◆ Exercise brief
Reproduce the entries below exactly, but only from the line containing "Task — mark the mountain" to the line containing "Task — mark the shadowed", inclusive.

◆ Records to process
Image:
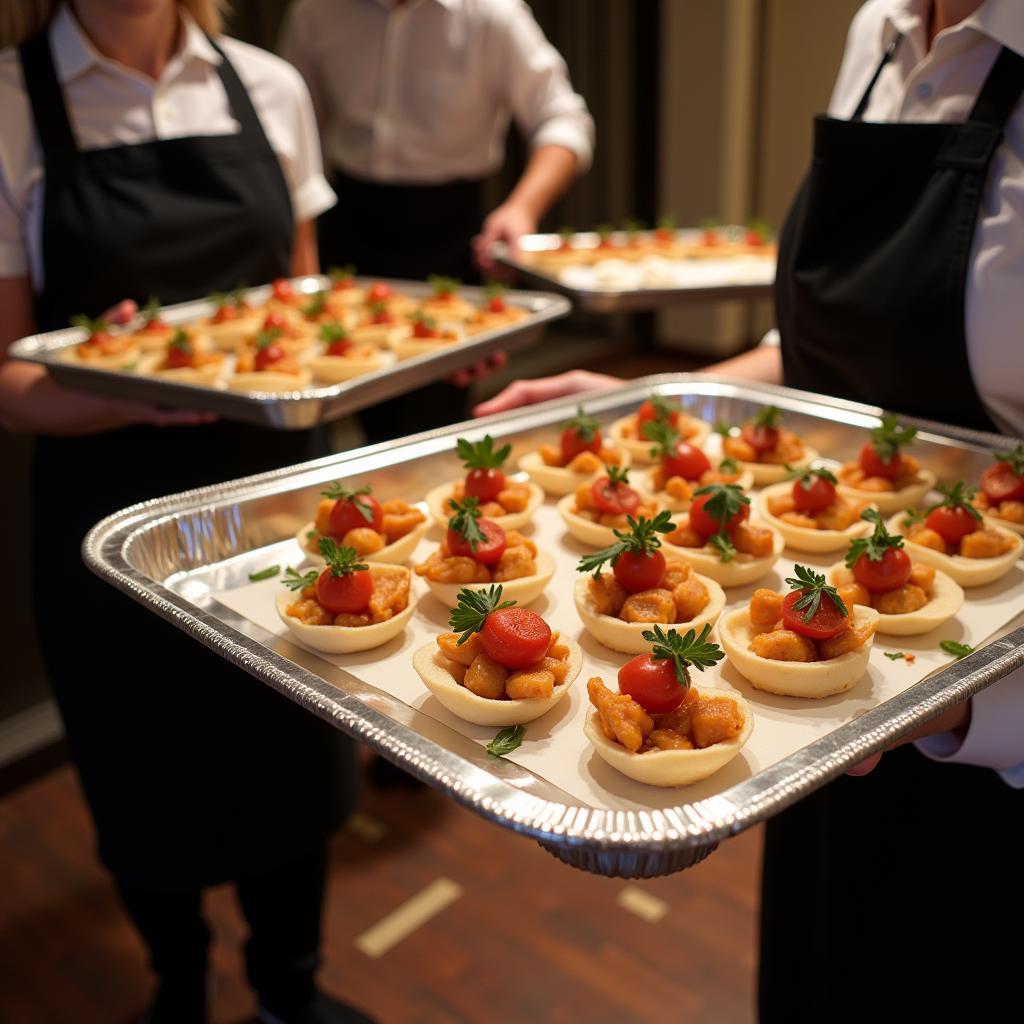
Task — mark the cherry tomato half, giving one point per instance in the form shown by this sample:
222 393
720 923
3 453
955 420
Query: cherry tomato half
636 571
873 465
951 524
889 573
760 438
572 443
653 685
706 524
515 637
827 622
1000 483
614 499
484 483
818 495
346 515
686 461
488 551
347 594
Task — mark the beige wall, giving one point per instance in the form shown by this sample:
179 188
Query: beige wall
741 80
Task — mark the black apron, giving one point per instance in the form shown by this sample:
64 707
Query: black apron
195 772
888 895
407 231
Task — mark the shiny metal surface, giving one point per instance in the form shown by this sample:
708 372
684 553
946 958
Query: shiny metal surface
307 407
171 554
610 301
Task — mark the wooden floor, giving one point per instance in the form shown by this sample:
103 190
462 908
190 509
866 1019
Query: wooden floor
528 939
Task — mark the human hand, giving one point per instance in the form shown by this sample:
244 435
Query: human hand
507 223
528 392
956 720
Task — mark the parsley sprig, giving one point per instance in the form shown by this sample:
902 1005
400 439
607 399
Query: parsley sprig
889 437
684 651
813 586
339 493
1014 459
586 427
481 455
958 496
465 521
641 538
875 546
474 606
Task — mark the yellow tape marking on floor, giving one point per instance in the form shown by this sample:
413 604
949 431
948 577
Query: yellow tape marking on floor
407 919
645 906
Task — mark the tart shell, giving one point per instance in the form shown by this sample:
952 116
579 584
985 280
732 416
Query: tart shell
795 679
671 768
433 668
626 637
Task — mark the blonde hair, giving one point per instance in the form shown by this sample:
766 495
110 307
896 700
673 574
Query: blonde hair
20 19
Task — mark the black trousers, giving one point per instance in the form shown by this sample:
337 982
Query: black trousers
283 909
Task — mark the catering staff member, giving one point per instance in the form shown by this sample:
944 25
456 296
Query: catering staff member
899 285
414 100
142 153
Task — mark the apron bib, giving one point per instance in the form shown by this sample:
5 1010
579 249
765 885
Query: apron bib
873 886
195 772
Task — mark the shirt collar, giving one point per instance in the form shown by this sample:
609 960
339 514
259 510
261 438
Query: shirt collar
74 53
999 19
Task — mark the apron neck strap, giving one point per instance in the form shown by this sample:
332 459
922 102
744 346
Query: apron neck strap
1001 90
48 109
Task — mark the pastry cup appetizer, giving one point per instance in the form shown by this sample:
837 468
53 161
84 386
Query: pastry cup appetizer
1000 498
102 349
954 538
720 541
659 729
806 643
476 552
632 433
642 589
502 666
768 450
810 514
232 322
495 311
683 468
349 605
378 531
596 510
509 503
342 358
186 360
882 474
426 337
580 456
267 367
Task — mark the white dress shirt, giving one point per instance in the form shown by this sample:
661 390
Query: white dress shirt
110 104
423 91
942 86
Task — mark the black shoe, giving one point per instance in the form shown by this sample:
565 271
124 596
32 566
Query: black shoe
324 1010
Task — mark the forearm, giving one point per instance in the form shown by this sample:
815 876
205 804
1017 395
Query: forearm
548 175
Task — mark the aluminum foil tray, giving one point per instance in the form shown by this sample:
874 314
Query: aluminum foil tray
305 408
174 554
713 281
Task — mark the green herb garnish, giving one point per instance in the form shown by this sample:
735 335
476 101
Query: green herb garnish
268 573
641 538
506 741
684 651
473 608
813 586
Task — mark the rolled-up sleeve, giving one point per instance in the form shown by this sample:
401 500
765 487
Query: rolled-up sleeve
995 736
535 82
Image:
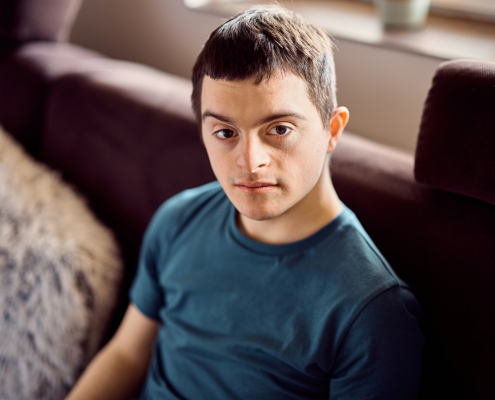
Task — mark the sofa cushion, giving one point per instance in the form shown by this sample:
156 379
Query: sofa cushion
442 244
456 143
60 273
29 20
126 135
25 78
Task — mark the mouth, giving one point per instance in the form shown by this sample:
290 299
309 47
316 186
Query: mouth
256 187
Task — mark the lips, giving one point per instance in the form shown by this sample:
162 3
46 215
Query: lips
256 187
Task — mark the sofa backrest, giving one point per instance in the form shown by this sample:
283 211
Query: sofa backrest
441 243
33 20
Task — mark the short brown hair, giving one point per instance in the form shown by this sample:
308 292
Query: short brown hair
261 41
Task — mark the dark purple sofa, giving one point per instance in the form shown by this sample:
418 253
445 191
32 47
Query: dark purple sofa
125 136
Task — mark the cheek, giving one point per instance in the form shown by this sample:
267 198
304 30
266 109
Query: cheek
219 162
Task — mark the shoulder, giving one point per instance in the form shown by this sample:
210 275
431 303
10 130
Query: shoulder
179 210
356 258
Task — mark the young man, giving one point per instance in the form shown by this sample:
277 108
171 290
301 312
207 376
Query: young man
263 285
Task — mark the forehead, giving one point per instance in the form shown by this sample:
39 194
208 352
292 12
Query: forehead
281 90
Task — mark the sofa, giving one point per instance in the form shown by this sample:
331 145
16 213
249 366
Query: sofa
125 137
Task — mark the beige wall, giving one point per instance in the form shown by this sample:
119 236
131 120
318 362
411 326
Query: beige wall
384 89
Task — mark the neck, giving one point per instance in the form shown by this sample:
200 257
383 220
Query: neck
313 212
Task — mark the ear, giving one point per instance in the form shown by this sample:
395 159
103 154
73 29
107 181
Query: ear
338 121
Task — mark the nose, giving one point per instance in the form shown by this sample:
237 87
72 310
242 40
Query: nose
253 154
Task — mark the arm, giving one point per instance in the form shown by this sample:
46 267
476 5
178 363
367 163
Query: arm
381 355
119 369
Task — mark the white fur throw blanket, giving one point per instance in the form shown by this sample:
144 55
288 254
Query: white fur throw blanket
60 273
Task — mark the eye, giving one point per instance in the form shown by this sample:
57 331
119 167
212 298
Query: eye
224 134
280 130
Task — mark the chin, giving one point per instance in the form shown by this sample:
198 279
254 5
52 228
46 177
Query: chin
259 213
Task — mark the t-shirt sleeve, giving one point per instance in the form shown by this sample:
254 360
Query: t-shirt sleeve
145 292
381 355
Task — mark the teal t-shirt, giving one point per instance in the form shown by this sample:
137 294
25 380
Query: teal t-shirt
324 317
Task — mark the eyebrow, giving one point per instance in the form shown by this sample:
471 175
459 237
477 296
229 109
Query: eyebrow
269 118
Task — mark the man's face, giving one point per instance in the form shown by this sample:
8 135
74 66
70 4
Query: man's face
266 143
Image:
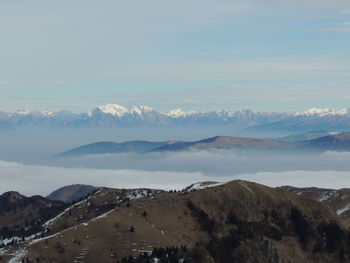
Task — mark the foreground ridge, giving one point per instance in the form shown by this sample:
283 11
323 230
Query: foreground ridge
237 221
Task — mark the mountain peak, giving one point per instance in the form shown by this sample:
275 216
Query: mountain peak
113 109
322 112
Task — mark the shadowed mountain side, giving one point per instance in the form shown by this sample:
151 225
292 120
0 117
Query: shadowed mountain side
227 143
337 200
72 193
112 147
338 142
301 137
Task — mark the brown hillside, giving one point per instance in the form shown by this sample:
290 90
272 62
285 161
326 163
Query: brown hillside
234 222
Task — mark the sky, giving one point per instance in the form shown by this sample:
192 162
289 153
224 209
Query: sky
197 55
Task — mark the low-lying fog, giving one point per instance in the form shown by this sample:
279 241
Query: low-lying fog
25 166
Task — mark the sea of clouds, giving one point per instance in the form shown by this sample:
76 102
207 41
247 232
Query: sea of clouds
177 170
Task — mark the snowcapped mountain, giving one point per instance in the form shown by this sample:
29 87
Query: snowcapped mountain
116 116
4 116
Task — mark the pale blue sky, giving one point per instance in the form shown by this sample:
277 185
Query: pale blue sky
263 55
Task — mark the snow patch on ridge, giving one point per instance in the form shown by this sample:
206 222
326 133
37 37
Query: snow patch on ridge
322 112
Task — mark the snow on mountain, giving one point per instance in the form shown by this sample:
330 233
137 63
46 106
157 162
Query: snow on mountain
322 112
4 116
113 109
114 116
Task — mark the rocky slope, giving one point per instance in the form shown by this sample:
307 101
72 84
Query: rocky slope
72 193
233 222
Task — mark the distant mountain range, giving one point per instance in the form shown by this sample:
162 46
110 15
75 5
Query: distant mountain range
337 142
300 137
116 116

◆ Result for this exercise
Task — mark the mountain peak, giving one point per instance in the form shown by this sample:
275 216
Query: mountain peak
113 109
322 112
Task — mark the shadowed mountain side, giving one point per instance in the form shown by this sample:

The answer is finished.